◆ **TASK BRIEF**
Convert into a JSON list of strings, one string per line with blank lines omitted, only the lines starting with the line containing "the woman sitting" and continuing through the line containing "x=203 y=158".

◆ **RECORDS TO PROCESS**

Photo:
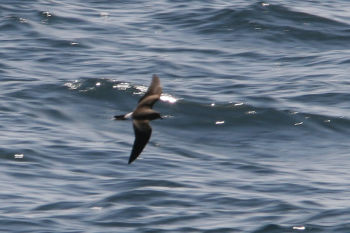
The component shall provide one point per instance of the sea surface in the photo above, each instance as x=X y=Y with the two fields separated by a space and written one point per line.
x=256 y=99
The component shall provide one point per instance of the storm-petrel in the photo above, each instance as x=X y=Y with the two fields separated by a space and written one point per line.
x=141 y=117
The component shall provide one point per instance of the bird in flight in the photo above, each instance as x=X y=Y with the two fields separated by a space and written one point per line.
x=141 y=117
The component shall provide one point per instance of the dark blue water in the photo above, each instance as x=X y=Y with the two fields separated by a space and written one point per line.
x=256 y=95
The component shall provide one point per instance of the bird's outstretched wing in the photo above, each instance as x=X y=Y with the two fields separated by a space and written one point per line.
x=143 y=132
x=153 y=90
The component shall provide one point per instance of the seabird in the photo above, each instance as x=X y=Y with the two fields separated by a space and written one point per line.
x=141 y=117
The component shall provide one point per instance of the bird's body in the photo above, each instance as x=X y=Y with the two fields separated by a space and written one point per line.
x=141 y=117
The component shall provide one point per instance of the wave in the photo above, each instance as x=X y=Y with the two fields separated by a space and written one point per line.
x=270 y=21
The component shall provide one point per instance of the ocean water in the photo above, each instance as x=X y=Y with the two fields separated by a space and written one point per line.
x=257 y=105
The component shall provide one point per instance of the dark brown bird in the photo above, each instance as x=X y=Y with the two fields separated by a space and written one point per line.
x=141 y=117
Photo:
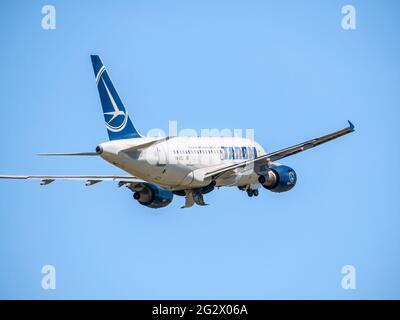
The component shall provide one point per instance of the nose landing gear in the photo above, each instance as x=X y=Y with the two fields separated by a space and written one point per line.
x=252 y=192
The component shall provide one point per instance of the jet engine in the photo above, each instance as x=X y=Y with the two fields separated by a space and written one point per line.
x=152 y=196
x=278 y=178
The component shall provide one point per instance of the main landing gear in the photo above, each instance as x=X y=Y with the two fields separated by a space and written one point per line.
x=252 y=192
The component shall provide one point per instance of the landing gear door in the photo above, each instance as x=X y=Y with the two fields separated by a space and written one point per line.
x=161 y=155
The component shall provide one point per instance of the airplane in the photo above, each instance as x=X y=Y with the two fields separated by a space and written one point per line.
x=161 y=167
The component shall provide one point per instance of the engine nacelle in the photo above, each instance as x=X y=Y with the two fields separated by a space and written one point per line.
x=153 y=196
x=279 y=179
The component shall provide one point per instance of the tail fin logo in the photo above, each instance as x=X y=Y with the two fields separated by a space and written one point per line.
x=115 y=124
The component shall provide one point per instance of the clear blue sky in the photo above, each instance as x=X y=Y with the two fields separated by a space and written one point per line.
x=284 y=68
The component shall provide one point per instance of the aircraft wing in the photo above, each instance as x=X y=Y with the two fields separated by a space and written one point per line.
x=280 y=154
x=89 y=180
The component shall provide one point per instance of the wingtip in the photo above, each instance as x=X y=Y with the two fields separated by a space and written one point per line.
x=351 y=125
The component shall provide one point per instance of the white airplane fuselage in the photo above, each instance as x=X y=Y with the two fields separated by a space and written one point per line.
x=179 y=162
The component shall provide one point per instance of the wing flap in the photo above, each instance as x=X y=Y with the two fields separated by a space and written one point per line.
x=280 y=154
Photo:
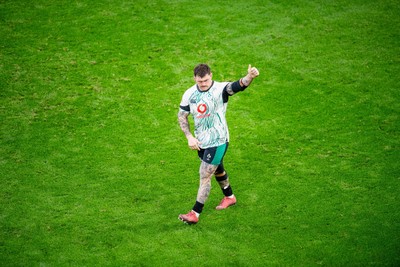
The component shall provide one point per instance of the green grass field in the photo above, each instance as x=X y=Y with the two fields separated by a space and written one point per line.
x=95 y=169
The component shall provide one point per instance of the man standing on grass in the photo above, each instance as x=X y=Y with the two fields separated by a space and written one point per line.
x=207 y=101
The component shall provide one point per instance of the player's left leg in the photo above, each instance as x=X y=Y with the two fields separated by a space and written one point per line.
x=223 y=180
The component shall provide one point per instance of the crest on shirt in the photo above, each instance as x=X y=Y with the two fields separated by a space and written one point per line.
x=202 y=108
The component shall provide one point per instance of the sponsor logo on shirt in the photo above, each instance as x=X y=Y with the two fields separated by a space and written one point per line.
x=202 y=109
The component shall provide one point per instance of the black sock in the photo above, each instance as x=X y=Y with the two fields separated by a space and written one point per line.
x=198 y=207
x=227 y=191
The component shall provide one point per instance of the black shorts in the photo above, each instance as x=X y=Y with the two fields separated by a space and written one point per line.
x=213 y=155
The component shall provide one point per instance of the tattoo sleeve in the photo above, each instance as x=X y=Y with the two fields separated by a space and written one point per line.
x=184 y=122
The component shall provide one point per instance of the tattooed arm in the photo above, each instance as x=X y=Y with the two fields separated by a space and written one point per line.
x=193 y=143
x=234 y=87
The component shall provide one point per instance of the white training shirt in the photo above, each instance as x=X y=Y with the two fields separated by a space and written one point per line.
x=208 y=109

==

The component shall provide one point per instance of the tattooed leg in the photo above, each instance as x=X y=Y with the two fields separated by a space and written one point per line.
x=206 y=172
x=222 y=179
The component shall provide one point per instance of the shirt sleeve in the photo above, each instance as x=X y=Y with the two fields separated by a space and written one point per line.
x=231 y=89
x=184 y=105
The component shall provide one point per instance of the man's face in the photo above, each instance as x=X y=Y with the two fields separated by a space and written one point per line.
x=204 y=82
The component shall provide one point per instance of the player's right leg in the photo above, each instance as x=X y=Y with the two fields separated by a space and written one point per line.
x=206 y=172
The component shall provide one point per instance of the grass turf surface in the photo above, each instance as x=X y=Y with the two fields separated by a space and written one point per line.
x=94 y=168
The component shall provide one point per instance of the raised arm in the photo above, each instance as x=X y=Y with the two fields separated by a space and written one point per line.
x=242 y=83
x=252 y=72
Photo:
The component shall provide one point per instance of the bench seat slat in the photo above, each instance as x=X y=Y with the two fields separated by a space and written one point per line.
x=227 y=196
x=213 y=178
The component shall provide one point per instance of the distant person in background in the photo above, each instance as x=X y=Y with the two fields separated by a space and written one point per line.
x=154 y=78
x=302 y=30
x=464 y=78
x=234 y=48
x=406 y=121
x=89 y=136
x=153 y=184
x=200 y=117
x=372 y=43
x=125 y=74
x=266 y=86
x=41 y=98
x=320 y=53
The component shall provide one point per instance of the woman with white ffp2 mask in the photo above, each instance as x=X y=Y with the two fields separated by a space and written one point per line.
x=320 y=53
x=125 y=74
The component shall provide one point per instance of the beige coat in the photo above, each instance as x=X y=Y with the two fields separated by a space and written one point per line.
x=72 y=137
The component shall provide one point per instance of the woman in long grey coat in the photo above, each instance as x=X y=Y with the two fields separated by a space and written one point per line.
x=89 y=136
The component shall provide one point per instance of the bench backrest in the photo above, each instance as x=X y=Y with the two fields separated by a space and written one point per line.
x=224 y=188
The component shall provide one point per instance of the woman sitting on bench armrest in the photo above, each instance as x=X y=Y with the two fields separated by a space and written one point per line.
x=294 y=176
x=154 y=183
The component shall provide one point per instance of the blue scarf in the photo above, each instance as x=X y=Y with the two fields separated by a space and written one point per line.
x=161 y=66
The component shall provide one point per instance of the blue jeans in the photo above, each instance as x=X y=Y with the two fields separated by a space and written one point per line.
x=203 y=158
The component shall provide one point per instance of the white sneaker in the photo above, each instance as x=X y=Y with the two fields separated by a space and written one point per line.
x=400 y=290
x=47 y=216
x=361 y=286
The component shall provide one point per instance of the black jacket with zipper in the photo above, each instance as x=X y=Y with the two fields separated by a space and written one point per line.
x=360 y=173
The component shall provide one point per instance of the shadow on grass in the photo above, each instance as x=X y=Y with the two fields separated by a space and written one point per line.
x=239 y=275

◆ **WRITTEN RESPONSE**
[
  "The component shall provide one point per instance of the woman sitting on bench armrest in the photo above, each instance as x=X y=Y with the two fields separated by a space and written one point per line.",
  "x=294 y=176",
  "x=154 y=183",
  "The component shall provide one point per instance of the blue scarf in the photo above, each instance as x=X y=Y with the two fields separated by a space and written one point per line.",
  "x=161 y=66",
  "The component shall provide one point per instance of the blue jeans in the photo above, each instance as x=X y=Y with the two fields separated by a space and written one point per line.",
  "x=203 y=158"
]